Excerpted records:

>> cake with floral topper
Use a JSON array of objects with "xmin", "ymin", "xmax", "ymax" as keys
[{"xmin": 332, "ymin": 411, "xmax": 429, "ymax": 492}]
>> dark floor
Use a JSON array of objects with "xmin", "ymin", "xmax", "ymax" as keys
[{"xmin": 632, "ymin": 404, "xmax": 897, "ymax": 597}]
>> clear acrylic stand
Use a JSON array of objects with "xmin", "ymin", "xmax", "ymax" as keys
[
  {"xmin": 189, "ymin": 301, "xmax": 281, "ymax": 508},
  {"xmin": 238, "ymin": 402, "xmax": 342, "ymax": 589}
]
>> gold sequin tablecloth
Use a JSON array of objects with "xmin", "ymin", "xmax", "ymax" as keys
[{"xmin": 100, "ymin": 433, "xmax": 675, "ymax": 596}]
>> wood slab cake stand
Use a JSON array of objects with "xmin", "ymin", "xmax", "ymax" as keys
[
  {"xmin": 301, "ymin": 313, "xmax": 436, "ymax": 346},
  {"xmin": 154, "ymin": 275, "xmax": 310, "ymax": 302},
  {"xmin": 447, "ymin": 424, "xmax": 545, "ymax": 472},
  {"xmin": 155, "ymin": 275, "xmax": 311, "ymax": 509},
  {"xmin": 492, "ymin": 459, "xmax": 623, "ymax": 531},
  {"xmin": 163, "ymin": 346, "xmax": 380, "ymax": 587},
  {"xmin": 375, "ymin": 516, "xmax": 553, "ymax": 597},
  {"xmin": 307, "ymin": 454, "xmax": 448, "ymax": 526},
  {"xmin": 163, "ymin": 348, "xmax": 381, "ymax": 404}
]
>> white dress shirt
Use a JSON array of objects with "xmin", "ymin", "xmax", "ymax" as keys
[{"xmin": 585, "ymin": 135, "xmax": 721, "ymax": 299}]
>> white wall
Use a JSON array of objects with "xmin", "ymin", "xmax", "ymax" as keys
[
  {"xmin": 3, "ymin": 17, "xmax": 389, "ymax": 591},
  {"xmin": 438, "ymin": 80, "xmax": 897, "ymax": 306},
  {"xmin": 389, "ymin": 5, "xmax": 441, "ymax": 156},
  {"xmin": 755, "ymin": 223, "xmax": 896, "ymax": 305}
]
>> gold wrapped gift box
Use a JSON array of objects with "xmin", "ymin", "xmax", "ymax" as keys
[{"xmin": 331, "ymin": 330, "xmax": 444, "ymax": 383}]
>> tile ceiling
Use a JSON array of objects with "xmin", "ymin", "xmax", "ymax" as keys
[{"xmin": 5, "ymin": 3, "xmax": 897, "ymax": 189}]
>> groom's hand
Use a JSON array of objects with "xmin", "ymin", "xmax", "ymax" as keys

Required work: The reply should hold only the lines from the top of the records through the line that has "slab cake stand", each one exact.

Output below:
>> cake with floral topper
Use a JSON array of objects with "xmin", "ymin", "xmax", "ymax" as keys
[{"xmin": 332, "ymin": 411, "xmax": 429, "ymax": 492}]
>> dark floor
Use a JSON array of objects with "xmin", "ymin", "xmax", "ymax" as keys
[{"xmin": 632, "ymin": 404, "xmax": 897, "ymax": 597}]
>> clear acrylic stand
Use a JSON array of objects with "xmin", "ymin", "xmax", "ymax" as keys
[
  {"xmin": 189, "ymin": 301, "xmax": 281, "ymax": 508},
  {"xmin": 238, "ymin": 402, "xmax": 342, "ymax": 589}
]
>> gold sequin tablecloth
Use a JSON array of objects with "xmin", "ymin", "xmax", "ymax" as keys
[{"xmin": 100, "ymin": 433, "xmax": 675, "ymax": 596}]
>> wood slab cake stand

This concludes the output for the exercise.